*** Begin section ***

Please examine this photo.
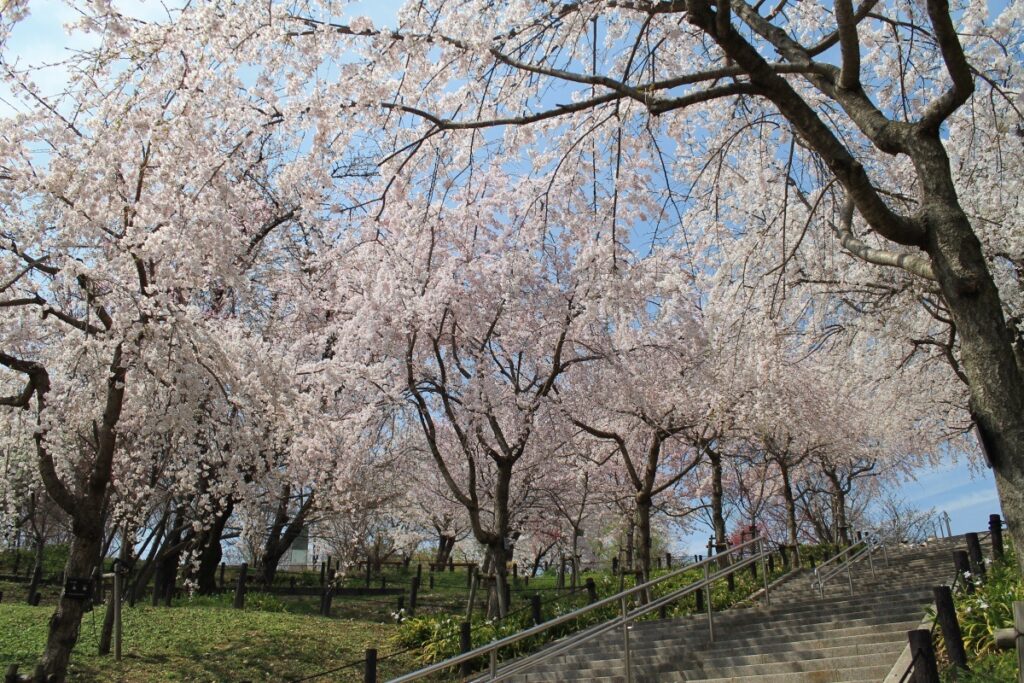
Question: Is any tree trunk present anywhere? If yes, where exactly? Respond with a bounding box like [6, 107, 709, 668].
[913, 138, 1024, 574]
[830, 479, 849, 545]
[99, 534, 131, 655]
[491, 461, 513, 618]
[778, 460, 799, 548]
[635, 496, 653, 583]
[623, 514, 635, 570]
[433, 533, 455, 568]
[40, 526, 102, 680]
[26, 537, 44, 604]
[709, 449, 727, 547]
[193, 500, 232, 594]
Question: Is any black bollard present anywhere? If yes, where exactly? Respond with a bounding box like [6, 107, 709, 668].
[695, 587, 704, 612]
[585, 578, 597, 604]
[460, 621, 472, 678]
[989, 514, 1004, 561]
[952, 550, 974, 593]
[409, 576, 420, 616]
[531, 593, 542, 625]
[233, 562, 247, 609]
[965, 533, 986, 580]
[907, 629, 940, 682]
[363, 648, 377, 683]
[932, 585, 968, 671]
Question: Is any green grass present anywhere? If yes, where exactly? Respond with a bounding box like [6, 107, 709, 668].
[0, 550, 796, 681]
[0, 602, 413, 682]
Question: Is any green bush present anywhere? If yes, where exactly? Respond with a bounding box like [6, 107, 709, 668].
[951, 548, 1022, 656]
[937, 543, 1021, 681]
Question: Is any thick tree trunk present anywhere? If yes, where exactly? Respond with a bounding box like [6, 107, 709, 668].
[194, 502, 232, 595]
[491, 462, 513, 618]
[433, 533, 455, 568]
[635, 496, 653, 583]
[41, 526, 102, 680]
[153, 512, 185, 607]
[832, 485, 849, 545]
[911, 136, 1024, 574]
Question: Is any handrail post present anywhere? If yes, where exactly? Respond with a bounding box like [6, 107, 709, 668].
[846, 556, 854, 595]
[489, 648, 497, 680]
[815, 567, 822, 598]
[759, 538, 770, 606]
[621, 595, 633, 683]
[867, 543, 876, 578]
[704, 561, 714, 642]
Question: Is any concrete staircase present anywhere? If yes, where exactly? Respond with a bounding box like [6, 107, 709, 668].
[504, 535, 974, 683]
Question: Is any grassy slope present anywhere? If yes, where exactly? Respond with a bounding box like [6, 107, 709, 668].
[0, 602, 413, 682]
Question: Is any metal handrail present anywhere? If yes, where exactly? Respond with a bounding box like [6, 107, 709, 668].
[812, 533, 888, 598]
[388, 535, 772, 683]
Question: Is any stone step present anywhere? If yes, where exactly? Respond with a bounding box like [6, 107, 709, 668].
[569, 610, 926, 655]
[496, 536, 977, 683]
[684, 651, 905, 678]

*** End section ***

### WORK REQUEST
Print, exactly and only, the lines running from the one with "Question: Is any stone" to the end of the data above.

### RESPONSE BELOW
Question: Is any stone step present anywhere? If yes, where exactly? Respond with a bounding box like [6, 107, 709, 668].
[569, 610, 926, 655]
[496, 536, 977, 683]
[684, 651, 905, 678]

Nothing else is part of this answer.